── Extracted information ──
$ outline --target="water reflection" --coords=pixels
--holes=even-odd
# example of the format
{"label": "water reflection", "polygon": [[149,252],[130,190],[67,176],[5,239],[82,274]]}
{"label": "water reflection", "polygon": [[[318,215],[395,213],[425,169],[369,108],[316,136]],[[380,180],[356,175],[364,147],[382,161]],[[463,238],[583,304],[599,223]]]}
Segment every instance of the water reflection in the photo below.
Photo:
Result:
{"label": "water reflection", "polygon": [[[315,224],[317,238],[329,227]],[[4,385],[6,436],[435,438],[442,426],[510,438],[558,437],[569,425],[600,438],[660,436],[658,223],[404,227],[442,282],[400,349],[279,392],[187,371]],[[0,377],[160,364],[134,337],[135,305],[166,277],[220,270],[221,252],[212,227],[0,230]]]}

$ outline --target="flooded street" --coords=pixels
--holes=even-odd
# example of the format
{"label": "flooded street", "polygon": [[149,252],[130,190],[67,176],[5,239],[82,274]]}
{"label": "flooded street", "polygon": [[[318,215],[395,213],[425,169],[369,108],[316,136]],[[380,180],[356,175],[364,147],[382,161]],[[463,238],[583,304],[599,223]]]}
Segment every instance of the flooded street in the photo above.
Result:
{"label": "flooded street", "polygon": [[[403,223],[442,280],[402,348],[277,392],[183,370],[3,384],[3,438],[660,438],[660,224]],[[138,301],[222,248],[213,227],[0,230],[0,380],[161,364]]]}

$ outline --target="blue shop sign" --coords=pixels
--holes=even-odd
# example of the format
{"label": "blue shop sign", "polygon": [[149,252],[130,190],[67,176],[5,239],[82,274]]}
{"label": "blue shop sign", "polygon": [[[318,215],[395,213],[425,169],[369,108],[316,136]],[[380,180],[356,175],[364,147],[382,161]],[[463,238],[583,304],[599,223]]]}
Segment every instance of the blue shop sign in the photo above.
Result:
───
### Instruction:
Extract every line of the listing above and reproduce each one verbatim, in its original order, without changes.

### Answer to the task:
$ outline --target="water reflection" --coords=pixels
--holes=even-odd
# example of the format
{"label": "water reflection", "polygon": [[149,252],[130,190],[67,176],[5,239],[82,274]]}
{"label": "water reflection", "polygon": [[[318,215],[395,213],[425,169],[369,108],[316,136]],[[380,180],[356,175],[364,147],[382,161]],[[463,238],[583,304],[599,223]]]}
Segment every instance of the water reflection in the photo below.
Photo:
Result:
{"label": "water reflection", "polygon": [[[315,224],[317,238],[329,227]],[[4,385],[6,436],[435,438],[442,426],[510,438],[558,437],[569,425],[600,438],[660,436],[658,223],[404,227],[442,282],[400,349],[279,392],[187,371]],[[0,377],[160,364],[134,337],[135,305],[166,277],[220,270],[221,252],[212,227],[0,230]]]}

$ outline --target="flooded street" --coords=pixels
--holes=even-odd
# example of the format
{"label": "flooded street", "polygon": [[149,252],[130,190],[67,176],[5,239],[82,274]]}
{"label": "flooded street", "polygon": [[[318,215],[395,213],[425,169],[369,108],[316,136]],[[380,180],[356,175],[364,147],[382,161]],[[463,238],[583,304],[599,223]]]}
Segment every instance of the flooded street in the photo above.
Result:
{"label": "flooded street", "polygon": [[[403,223],[442,280],[402,348],[277,392],[183,370],[3,384],[3,438],[660,438],[660,224]],[[138,301],[222,248],[213,227],[0,230],[0,380],[161,364]]]}

$ outline --target="blue shop sign" --coords=pixels
--holes=even-odd
# example of the format
{"label": "blue shop sign", "polygon": [[149,252],[130,190],[67,176],[5,239],[82,274]]}
{"label": "blue shop sign", "polygon": [[[318,215],[395,213],[425,169],[369,108],[316,136]],[[380,180],[356,175],[364,147],[382,161]],[[463,238],[583,304],[599,223]]]}
Segment every instance of the blue shop sign in the photo above.
Result:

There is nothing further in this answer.